Point annotation records:

⁂

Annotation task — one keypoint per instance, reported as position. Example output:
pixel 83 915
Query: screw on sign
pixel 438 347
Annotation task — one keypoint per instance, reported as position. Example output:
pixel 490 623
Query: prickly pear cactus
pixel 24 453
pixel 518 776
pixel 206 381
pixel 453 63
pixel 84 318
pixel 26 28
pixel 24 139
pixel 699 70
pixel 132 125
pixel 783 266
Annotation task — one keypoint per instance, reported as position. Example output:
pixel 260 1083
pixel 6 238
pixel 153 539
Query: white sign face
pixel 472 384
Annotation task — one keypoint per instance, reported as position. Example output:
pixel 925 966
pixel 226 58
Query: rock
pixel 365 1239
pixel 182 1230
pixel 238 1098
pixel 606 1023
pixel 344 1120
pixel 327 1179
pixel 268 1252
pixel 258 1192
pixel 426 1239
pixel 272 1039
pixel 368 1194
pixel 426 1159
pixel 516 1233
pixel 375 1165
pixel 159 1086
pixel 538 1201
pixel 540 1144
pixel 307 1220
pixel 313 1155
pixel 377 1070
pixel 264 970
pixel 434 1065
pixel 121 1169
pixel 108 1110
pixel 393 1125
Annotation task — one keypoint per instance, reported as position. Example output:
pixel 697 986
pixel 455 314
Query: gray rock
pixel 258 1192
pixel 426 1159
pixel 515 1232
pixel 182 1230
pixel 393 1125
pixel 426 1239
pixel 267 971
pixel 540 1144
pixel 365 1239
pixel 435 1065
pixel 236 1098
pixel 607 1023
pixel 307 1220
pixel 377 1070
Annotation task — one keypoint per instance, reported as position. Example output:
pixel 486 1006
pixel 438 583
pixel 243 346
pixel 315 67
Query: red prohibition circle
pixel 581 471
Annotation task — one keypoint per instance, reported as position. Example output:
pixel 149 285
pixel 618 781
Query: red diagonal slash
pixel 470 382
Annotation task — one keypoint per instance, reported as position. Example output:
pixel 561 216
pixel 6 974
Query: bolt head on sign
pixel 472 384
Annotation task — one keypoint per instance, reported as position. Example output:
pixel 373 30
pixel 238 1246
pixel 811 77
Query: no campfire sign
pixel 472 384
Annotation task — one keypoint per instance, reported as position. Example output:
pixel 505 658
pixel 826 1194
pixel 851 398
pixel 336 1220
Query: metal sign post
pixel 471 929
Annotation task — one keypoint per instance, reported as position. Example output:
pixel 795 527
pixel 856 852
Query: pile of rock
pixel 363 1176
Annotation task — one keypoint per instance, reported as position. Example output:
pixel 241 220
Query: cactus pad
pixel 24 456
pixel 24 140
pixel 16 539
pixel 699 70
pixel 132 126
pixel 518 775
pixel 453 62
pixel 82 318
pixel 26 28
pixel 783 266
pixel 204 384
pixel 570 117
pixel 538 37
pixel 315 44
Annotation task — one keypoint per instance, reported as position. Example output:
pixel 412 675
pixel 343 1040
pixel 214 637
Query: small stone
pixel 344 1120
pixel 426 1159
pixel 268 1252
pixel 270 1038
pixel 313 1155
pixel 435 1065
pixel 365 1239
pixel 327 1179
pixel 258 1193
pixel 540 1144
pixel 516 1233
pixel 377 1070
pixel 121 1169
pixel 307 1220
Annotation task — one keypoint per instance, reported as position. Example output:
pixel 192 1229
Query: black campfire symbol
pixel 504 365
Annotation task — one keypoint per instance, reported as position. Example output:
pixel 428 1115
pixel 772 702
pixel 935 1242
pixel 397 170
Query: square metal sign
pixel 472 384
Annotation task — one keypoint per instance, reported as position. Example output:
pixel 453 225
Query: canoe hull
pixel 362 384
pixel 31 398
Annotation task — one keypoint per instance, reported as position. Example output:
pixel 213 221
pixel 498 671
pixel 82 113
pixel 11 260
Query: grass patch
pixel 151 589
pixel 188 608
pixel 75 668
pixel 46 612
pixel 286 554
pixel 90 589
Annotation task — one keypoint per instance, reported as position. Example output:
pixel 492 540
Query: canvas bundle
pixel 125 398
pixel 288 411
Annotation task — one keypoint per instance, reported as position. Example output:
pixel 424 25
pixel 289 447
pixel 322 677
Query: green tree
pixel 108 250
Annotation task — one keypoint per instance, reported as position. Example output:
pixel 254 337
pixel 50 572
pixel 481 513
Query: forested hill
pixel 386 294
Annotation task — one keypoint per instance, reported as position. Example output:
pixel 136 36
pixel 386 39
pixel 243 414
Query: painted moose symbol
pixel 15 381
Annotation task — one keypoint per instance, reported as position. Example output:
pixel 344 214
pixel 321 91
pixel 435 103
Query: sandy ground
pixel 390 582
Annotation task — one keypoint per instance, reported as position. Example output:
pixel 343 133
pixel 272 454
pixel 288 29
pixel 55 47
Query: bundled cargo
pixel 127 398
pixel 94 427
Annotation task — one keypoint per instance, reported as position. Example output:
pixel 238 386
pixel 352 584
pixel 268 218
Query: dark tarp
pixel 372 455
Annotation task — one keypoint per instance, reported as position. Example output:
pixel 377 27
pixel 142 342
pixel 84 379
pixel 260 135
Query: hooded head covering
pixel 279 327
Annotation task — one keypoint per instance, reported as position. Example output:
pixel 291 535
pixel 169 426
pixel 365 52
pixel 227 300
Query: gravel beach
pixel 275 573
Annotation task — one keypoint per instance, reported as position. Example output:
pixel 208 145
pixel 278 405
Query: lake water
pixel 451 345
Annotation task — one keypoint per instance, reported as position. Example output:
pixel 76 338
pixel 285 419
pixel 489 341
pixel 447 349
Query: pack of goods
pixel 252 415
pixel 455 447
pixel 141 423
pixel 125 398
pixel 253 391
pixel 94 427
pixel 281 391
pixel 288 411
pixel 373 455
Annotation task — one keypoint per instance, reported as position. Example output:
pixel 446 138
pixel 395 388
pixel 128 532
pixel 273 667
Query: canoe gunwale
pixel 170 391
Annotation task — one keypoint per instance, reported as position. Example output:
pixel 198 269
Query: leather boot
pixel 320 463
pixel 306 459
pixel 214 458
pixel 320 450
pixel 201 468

⁂

Requirement: Pick out every line in the records above that contains the string "rock" and copy each one. Case counts.

Result of this task:
Query: rock
Query: gray rock
Query: pile of rock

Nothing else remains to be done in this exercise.